▶ REQUESTS:
**A.** List every president the Kyiv embassy article names.
**B.** From the Kyiv embassy article, output the stretch from "Announcement comes ahead" through "(AP Photo/Andreea Alexandru)".
**C.** Go on with the Kyiv embassy article from its final sentence.

▶ SELECTED EXCERPT:
· · · ·

US to Empty Embassy in Ukrainian Capital

Announcement comes ahead of Biden-Putin call as tensions sharply rise on possible Ukraine invasion
By Newser Editors and Wire Services
Posted Feb 12, 2022 8:15 AM CST
Biden, Putin Set for 'High- Stakes' Call on Ukraine
US Navy fighter jets are seen at the Mihail Kogalniceanu air base, near the Black Sea port city of Constanta, Romania, on Friday. The military air base will host some of the 1,000 US troops deployed to the country as the alliance bolsters its forces on the eastern flank as tensions soar between Russia...   (AP Photo/Andreea Alexandru)

Russian President Vladimir Putin and US President Joe Biden are to hold a high-stakes telephone call on Saturday as tensions over a possibility imminent invasion of Ukraine escalated sharply and the US announced plans to evacuate its embassy in the Ukrainian capital of Kyiv. Before talking to Biden, Putin is to have a call with French President Emmanuel Macron, who met with him in Moscow earlier in the week to try to resolve the crisis. US officials told the AP that the State Department plans to announce Saturday that virtually all American staff at the Kyiv embassy will be required to leave. The State Department wouldn't comment. The department had earlier ordered families of US Embassy staffers in Kyiv to leave, though it had left it to the discretion of nonessential personnel if they wanted to depart.

· · · ·

▶ RECORD EXCERPTS:

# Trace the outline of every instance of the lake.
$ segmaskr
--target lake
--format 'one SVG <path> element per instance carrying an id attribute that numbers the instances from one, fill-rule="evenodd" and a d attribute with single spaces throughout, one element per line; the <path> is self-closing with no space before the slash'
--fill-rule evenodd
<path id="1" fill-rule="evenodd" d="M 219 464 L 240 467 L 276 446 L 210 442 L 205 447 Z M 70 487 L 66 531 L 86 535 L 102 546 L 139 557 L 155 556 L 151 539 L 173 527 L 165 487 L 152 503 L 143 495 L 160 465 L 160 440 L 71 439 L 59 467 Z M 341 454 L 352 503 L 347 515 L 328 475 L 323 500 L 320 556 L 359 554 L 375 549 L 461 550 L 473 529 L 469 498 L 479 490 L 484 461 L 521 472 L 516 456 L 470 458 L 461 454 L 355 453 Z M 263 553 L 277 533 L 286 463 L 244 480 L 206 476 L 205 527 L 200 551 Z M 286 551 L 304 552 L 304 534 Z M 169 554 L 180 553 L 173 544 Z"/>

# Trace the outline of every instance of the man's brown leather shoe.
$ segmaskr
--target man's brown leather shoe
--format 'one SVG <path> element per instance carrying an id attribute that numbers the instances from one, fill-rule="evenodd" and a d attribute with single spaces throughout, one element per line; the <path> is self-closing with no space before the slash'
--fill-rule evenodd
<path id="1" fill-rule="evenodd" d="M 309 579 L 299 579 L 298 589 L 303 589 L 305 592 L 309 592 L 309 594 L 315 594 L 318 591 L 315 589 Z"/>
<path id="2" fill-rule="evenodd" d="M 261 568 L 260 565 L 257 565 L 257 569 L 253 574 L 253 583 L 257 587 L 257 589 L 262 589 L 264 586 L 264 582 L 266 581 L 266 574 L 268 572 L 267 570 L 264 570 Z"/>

· · · ·

▶ ANSWERS TO THE PROBLEMS:
**A.** Vladimir Putin, Joe Biden, Emmanuel Macron

**B.**
Announcement comes ahead of Biden-Putin call as tensions sharply rise on possible Ukraine invasion
By Newser Editors and Wire Services
Posted Feb 12, 2022 8:15 AM CST
Biden, Putin Set for 'High- Stakes' Call on Ukraine
US Navy fighter jets are seen at the Mihail Kogalniceanu air base, near the Black Sea port city of Constanta, Romania, on Friday. The military air base will host some of the 1,000 US troops deployed to the country as the alliance bolsters its forces on the eastern flank as tensions soar between Russia...   (AP Photo/Andreea Alexandru)

**C.**
Biden's national security adviser, Jake Sullivan, urged all Americans in Ukraine to leave, emphasizing that they should not expect the US military to rescue them in the event that air and rail transportation is severed after a Russian invasion. Several NATO allies, including Britain, Canada, Norway, and Denmark, also are asking their citizens to leave Ukraine, as is non-NATO ally New Zealand. Russia has massed troops near the Ukraine border and has sent troops to exercises in neighboring Belarus, but it insistently denies that it intends to launch an offensive against Ukraine. Biden has said US troops won't enter Ukraine to contest any Russian invasion, but he has bolstered the US military presence in Europe as reassurance to allies on NATO's eastern flank. On Friday the Pentagon said Biden ordered a further 3,000 soldiers to Poland, on top of 1,700 who are on their way there.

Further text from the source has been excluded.